> _Input_
____________

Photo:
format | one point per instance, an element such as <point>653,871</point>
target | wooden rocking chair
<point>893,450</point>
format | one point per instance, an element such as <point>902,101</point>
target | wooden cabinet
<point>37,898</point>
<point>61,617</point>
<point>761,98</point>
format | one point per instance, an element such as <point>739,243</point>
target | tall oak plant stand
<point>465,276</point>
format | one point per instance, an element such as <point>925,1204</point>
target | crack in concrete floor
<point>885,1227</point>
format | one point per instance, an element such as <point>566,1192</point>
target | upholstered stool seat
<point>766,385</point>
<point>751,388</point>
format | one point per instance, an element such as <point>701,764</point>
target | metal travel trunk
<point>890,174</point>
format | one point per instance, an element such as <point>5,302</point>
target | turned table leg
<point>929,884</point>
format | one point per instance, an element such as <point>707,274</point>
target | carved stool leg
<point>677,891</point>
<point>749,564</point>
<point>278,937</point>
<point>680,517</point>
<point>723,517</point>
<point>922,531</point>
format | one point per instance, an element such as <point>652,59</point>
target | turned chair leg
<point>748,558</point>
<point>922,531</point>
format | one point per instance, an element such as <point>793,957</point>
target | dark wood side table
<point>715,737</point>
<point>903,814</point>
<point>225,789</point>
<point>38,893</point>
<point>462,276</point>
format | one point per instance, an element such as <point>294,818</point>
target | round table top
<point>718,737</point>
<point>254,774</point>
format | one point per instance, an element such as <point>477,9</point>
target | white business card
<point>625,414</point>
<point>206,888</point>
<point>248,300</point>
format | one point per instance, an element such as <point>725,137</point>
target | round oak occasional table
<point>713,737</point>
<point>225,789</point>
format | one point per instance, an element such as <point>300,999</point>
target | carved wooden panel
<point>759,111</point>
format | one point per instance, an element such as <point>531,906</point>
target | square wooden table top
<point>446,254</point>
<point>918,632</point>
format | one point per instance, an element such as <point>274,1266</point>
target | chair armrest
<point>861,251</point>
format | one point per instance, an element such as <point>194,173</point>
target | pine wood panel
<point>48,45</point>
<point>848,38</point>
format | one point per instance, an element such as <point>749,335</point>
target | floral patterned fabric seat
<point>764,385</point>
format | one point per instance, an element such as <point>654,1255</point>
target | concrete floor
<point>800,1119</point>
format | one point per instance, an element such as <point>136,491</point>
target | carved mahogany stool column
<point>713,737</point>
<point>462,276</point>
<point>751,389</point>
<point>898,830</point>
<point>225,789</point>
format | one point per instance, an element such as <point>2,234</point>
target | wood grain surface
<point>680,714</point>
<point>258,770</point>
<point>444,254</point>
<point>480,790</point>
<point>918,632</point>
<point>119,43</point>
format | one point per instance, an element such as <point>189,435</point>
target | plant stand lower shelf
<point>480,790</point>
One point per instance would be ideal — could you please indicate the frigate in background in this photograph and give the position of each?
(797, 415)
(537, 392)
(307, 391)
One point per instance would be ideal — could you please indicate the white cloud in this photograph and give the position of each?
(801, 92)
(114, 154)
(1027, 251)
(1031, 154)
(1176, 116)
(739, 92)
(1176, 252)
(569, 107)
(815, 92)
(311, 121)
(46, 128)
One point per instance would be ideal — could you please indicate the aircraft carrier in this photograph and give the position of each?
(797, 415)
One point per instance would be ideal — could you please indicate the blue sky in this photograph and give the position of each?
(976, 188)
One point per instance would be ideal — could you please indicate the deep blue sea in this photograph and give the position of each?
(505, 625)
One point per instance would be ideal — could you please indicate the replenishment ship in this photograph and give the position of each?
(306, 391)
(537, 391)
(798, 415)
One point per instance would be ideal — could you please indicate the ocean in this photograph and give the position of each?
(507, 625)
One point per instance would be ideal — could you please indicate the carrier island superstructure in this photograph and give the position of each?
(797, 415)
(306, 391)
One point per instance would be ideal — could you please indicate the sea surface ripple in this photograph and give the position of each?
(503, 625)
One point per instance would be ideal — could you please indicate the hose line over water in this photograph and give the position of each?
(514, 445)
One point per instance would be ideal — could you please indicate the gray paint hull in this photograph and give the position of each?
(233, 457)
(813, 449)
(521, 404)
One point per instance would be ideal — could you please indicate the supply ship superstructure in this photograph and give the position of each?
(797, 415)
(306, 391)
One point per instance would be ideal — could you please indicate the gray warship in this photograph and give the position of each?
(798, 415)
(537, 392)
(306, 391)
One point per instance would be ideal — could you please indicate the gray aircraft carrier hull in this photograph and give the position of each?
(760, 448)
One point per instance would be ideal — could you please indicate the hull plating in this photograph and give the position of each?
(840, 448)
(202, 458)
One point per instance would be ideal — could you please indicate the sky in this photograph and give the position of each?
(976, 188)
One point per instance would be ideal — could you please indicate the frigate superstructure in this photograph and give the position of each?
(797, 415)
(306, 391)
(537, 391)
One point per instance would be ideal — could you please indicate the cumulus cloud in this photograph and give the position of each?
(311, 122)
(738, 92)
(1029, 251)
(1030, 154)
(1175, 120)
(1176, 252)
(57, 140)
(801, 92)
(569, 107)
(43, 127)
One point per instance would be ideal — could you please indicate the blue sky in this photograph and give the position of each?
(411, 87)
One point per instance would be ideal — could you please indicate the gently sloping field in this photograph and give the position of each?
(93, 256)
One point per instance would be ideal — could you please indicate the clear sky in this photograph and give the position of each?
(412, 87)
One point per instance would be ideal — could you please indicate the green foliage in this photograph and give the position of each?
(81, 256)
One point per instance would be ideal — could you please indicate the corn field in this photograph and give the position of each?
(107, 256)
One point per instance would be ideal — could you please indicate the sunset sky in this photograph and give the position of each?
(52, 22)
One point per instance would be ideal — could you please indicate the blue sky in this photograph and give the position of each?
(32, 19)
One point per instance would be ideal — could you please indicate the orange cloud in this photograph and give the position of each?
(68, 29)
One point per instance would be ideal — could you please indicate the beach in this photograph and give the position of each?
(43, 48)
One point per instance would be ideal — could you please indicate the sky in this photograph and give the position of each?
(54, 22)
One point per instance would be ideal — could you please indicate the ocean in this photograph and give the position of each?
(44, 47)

____________

> _Exercise instructions_
All of the data above should be reproduced verbatim.

> _Output of the exercise_
Photo:
format | one point per instance, an element such as <point>653,871</point>
target | wooden rocking chair
<point>893,450</point>
format | one point per instance, an element such as <point>902,101</point>
target | wooden cabinet
<point>37,898</point>
<point>61,617</point>
<point>761,98</point>
format | one point per instance, an element such as <point>739,243</point>
target | tall oak plant stand
<point>465,276</point>
format | one point per instance, an element such as <point>925,1204</point>
target | crack in concrete floor
<point>885,1227</point>
format | one point per instance, an element such as <point>566,1192</point>
target | upholstered stool seat
<point>766,385</point>
<point>751,388</point>
format | one point per instance, an element such as <point>701,764</point>
target | metal travel trunk
<point>890,174</point>
format | one point per instance, an element such as <point>5,302</point>
target | turned table leg
<point>929,884</point>
format | one point per instance, an element such as <point>707,274</point>
target | carved stool leg
<point>677,891</point>
<point>749,564</point>
<point>278,937</point>
<point>680,517</point>
<point>723,517</point>
<point>922,531</point>
format | one point per instance, an element such as <point>652,59</point>
target | turned chair leg
<point>748,558</point>
<point>922,531</point>
format | one point per instance, an element such as <point>793,957</point>
target | dark wood side table
<point>715,737</point>
<point>903,814</point>
<point>225,789</point>
<point>38,893</point>
<point>462,276</point>
format | one point per instance, an element such as <point>294,818</point>
target | round table top
<point>718,737</point>
<point>254,774</point>
format | one point per instance, an element such as <point>477,9</point>
target | white business card
<point>625,414</point>
<point>206,888</point>
<point>248,300</point>
format | one point per instance, an element such as <point>725,137</point>
target | round oak occasional table
<point>713,737</point>
<point>225,789</point>
format | one point per instance, an element such as <point>300,999</point>
target | carved wooden panel
<point>759,111</point>
format | one point per instance, an element such as <point>531,906</point>
target | square wooden table top
<point>446,254</point>
<point>918,632</point>
format | one point per instance, an element such as <point>274,1266</point>
target | chair armrest
<point>861,251</point>
format | one point per instance, an element such as <point>194,173</point>
target | pine wood panel
<point>48,45</point>
<point>848,38</point>
format | one point per instance, an element such as <point>749,335</point>
target | floral patterned fabric seat
<point>764,385</point>
format | one point per instance, an element such as <point>654,1255</point>
target | concrete floor
<point>800,1119</point>
format | one point per instance, an element such as <point>136,491</point>
target | carved mahogany stool column
<point>713,737</point>
<point>462,276</point>
<point>751,389</point>
<point>898,830</point>
<point>225,789</point>
format | one point per instance, an element such as <point>2,234</point>
target | wood grain surface
<point>680,714</point>
<point>258,770</point>
<point>444,254</point>
<point>480,790</point>
<point>918,632</point>
<point>119,43</point>
format | one point per instance, an element such as <point>189,435</point>
target | plant stand lower shelf
<point>480,790</point>
One point per instance would be ideal — could you please indicate the frigate in background in this photograph and give the position of each?
(797, 415)
(537, 392)
(307, 391)
One point per instance would be ideal — could you please indicate the white cloud in this photograph and give the position of each?
(801, 92)
(114, 154)
(1027, 251)
(1031, 154)
(1176, 116)
(739, 92)
(1176, 252)
(569, 107)
(815, 92)
(311, 121)
(46, 128)
One point per instance would be ideal — could you please indicate the aircraft carrier in this photograph and give the position of each?
(797, 415)
One point per instance would be ideal — could you please indicate the blue sky in this photograph and give the position of each?
(976, 188)
One point per instance would be ideal — could you please indicate the deep blue sea in this photograph and give the position of each?
(505, 625)
One point per instance would be ideal — could you please indicate the replenishment ship in this photograph and give the position of each?
(306, 391)
(537, 391)
(798, 415)
One point per instance would be ideal — could you please indicate the ocean in this photograph and give the position of each?
(507, 625)
One point per instance would be ideal — could you please indicate the carrier island superstructure in this photograph and give the position of each?
(797, 415)
(306, 391)
One point per instance would be ideal — could you please indicate the sea surface ripple in this photograph and give the position of each?
(503, 625)
One point per instance would be ideal — could you please indicate the hose line over water in this photograph and give the position of each?
(514, 445)
One point per instance would be ideal — could you please indicate the gray paint hull in this photograph and give the position of each?
(233, 457)
(813, 449)
(521, 404)
One point per instance would be ideal — could you please indicate the supply ship superstructure in this photograph and give the position of each?
(797, 415)
(306, 391)
One point per instance would be ideal — could you please indicate the gray warship in this photograph and give the position of each?
(798, 415)
(537, 392)
(306, 391)
One point per instance would be ideal — could you please indicate the gray aircraft carrier hull in this photograph and give the position of each?
(760, 448)
One point per instance would be ideal — could you please indicate the hull plating in this photograph and give the position of each?
(840, 448)
(202, 458)
One point per instance would be ideal — could you please indicate the sky in this photograph and give the position of each?
(976, 188)
One point per instance would be ideal — could you please indicate the frigate superstructure in this photograph and give the position of each?
(797, 415)
(306, 391)
(537, 391)
One point per instance would be ideal — could you please indicate the cumulus cloud in this photograph and give the position of each?
(311, 122)
(738, 92)
(1029, 251)
(1030, 154)
(1175, 120)
(1176, 252)
(57, 140)
(801, 92)
(569, 107)
(43, 127)
One point per instance would be ideal — could you please indicate the blue sky in this photograph and give the position of each?
(411, 87)
One point per instance would be ideal — could you please indicate the gently sloping field in this photograph and give the position of each?
(93, 256)
One point per instance would be ideal — could you please indicate the clear sky in this photograph and give the position of each?
(412, 87)
One point per instance would be ideal — could you please indicate the green foliage in this photograph and give the position of each?
(81, 256)
One point per instance would be ideal — could you please indicate the corn field in this photograph and give the position of each?
(107, 256)
One point per instance would be ideal — could you please indicate the sunset sky in this photograph and give the position of each?
(52, 22)
One point per instance would be ideal — could you please indicate the blue sky in this photograph and give the position of each?
(32, 19)
One point per instance would be ideal — could you please indicate the orange cloud in this photograph and give the position of each?
(68, 29)
One point per instance would be ideal — could you please indicate the beach in this photograph and give the position of each?
(43, 48)
One point per instance would be ideal — could you please indicate the sky in this photograph and give the position of each?
(54, 22)
One point per instance would be ideal — could you please indicate the ocean in this photograph and give the position of each?
(44, 47)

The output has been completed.